**Work to be completed**:
All entries, exactly as written, should be output again.
══════
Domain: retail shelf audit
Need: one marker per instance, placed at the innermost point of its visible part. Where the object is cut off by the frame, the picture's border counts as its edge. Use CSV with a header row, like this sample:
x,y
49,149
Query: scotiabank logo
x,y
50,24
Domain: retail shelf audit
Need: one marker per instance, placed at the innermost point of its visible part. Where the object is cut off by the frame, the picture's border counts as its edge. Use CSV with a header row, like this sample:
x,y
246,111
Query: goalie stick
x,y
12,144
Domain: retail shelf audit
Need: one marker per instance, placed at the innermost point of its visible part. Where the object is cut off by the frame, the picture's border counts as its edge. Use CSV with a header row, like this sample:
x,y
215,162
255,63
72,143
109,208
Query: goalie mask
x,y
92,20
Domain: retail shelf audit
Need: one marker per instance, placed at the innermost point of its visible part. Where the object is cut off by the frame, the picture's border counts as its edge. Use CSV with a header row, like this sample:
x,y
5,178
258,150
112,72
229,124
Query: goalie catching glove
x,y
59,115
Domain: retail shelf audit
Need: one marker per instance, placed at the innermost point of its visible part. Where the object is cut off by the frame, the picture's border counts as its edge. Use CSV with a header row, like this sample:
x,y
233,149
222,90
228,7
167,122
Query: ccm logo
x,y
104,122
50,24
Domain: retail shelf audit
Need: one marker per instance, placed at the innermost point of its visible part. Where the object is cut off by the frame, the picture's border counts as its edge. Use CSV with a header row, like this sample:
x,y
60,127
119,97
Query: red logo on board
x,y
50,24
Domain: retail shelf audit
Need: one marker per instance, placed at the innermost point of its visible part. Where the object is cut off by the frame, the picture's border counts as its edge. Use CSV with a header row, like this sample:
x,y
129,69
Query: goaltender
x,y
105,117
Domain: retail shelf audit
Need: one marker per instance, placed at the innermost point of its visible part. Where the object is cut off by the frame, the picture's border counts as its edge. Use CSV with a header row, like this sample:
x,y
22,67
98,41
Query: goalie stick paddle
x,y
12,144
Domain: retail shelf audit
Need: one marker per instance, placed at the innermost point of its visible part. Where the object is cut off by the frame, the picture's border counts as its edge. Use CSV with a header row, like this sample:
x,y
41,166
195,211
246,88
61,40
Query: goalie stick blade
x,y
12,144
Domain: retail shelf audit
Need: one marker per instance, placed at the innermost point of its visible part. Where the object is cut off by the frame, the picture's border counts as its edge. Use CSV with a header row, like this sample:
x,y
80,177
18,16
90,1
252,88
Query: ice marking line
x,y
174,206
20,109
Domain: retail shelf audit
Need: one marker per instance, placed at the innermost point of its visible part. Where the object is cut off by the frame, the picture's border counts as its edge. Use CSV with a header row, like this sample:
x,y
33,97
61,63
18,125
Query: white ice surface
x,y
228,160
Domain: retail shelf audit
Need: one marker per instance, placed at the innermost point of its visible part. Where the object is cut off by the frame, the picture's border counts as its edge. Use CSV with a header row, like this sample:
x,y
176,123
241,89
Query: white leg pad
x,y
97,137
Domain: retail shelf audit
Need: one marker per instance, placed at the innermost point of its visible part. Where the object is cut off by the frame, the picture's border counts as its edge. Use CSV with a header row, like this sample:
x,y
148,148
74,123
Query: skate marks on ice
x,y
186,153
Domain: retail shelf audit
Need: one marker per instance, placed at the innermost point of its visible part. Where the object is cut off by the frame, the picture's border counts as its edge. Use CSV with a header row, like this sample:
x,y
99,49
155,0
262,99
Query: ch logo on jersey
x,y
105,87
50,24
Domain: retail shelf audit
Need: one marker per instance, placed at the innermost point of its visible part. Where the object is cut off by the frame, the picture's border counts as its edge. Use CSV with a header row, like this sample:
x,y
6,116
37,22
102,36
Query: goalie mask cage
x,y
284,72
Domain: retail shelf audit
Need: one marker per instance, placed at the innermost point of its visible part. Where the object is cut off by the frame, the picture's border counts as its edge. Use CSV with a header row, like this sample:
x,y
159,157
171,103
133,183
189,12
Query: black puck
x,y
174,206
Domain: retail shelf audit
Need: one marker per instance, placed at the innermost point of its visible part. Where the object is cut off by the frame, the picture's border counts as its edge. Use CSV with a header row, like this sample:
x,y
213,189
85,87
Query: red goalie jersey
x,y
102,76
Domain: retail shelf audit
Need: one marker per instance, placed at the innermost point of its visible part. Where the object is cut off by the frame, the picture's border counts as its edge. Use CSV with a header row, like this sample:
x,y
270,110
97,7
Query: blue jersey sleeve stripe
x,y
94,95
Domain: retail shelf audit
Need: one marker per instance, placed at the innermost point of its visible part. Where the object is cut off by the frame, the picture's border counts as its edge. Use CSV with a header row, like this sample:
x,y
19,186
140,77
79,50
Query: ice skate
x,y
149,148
══════
**Solved exercise**:
Domain: retail shelf audit
Need: one marker per instance, placed at the innermost point of its visible part. Where the object is cut off by the frame, the picture's border counts as its edge. Use CSV with a header row, like this sample:
x,y
49,149
Query: scotiabank logo
x,y
50,24
Domain: retail shelf audit
Need: one marker per instance, placed at the innermost point of its visible part. Where the object is cut off by the frame, the picture's border counts as its edge. Use CSV with a header row, like this sample:
x,y
246,111
Query: goalie stick
x,y
12,144
Domain: retail shelf audit
Need: one marker per instance, placed at the innermost point of its visible part. Where the object is cut off by the frame, the picture's border counts as its edge. Use CSV with a header row, like this sample:
x,y
215,162
255,63
72,143
109,208
Query: goalie mask
x,y
92,20
Domain: retail shelf audit
Need: one marker per instance, placed at the innermost point of its visible part. Where the object is cut off by the frame, the picture's border counts as its edge. Use CSV with a header row, like this sample:
x,y
5,178
258,150
112,72
229,124
Query: goalie catching glove
x,y
59,115
Domain: retail shelf audit
Need: one marker per instance, placed at the innermost point of its visible part. Where the object is cut off by the frame, the picture's border counts as its edge. Use CSV with a header row, like this sample:
x,y
233,149
222,90
228,7
167,122
Query: ccm logo
x,y
104,122
50,24
Domain: retail shelf audit
Need: one marker per instance, placed at the innermost point of its visible part. Where the object is cut off by the frame, the picture's border counts as its edge. Use CSV with a header row, like this sample:
x,y
60,127
119,97
Query: red logo on board
x,y
50,24
Domain: retail shelf audit
Need: one marker per instance, placed at the innermost point of its visible part. Where the object is cut off by the frame, the picture's border counts as its edge. Use CSV with a header row, like this sample:
x,y
129,69
Query: goaltender
x,y
105,117
Domain: retail shelf audit
Need: one marker per instance, placed at the innermost point of its visible part. Where the object is cut off by the frame, the picture's border counts as its edge. Use CSV with a header row, like this sample:
x,y
22,67
98,41
Query: goalie stick paddle
x,y
12,144
Domain: retail shelf audit
Need: one marker per instance, placed at the innermost point of its visible part. Where the object is cut off by the frame, the picture's border counts as its edge. Use CSV with a header row, like this sample:
x,y
41,166
195,211
246,88
61,40
Query: goalie stick blade
x,y
12,144
Domain: retail shelf audit
Need: one marker per instance, placed at the innermost point of its visible part. Where the object is cut off by the frame, the picture's border counts as its edge. Use CSV with a header row, like this sample:
x,y
80,177
18,16
90,1
252,88
Query: ice marking line
x,y
174,206
20,109
Domain: retail shelf audit
Need: one marker per instance, placed at the innermost point of its visible part. Where the object is cut off by the frame, the picture's border counts as its edge. Use CSV with a header row, like this sample:
x,y
33,97
61,63
18,125
Query: white ice surface
x,y
228,160
Domain: retail shelf audit
Need: one marker per instance, placed at the innermost point of its visible part. Where the object is cut off by the frame, the picture's border counts as its edge. Use CSV with a header row, like this sample:
x,y
176,123
241,89
Query: white leg pad
x,y
97,137
Domain: retail shelf audit
Need: one marker per instance, placed at the innermost point of its visible part. Where the object is cut off by the frame, the picture's border counts as its edge. Use CSV with a header row, like this sample:
x,y
148,148
74,123
Query: skate marks on ice
x,y
186,153
Domain: retail shelf audit
Need: one marker per instance, placed at the innermost point of its visible part. Where the object is cut off by the frame, the picture's border counts as its edge. Use CSV with a header row, like this sample:
x,y
99,49
155,0
262,99
Query: ch logo on jersey
x,y
105,87
50,24
Domain: retail shelf audit
Need: one marker per instance, placed at the innermost point of its visible part. Where the object is cut off by the frame, the picture's border counts as its edge. Use CSV with a header row, like this sample:
x,y
6,116
37,22
102,36
Query: goalie mask cage
x,y
284,72
Domain: retail shelf audit
Need: one marker per instance, placed at the innermost point of its visible part. Where the object is cut off by the frame, the picture's border counts as its edge. Use CSV with a header row, like this sample:
x,y
159,157
171,103
133,183
189,12
Query: black puck
x,y
174,206
Domain: retail shelf audit
Need: one marker per instance, placed at the innermost point of its visible part. Where the object is cut off by the frame, the picture's border counts as its edge. Use CSV with a header row, like this sample:
x,y
213,189
85,87
Query: red goalie jersey
x,y
102,76
Domain: retail shelf audit
Need: one marker per instance, placed at the innermost point of its visible part. Where the object is cut off by the frame, the picture's border counts as its edge. Use CSV with a header row, like this sample:
x,y
270,110
97,7
Query: blue jersey sleeve stripe
x,y
94,95
Domain: retail shelf audit
Need: one marker per instance, placed at the innermost point of its visible part. Where the object is cut off by the frame, the picture's border counts as its edge. Use CSV with a header row, like this sample:
x,y
19,186
140,77
79,50
Query: ice skate
x,y
149,148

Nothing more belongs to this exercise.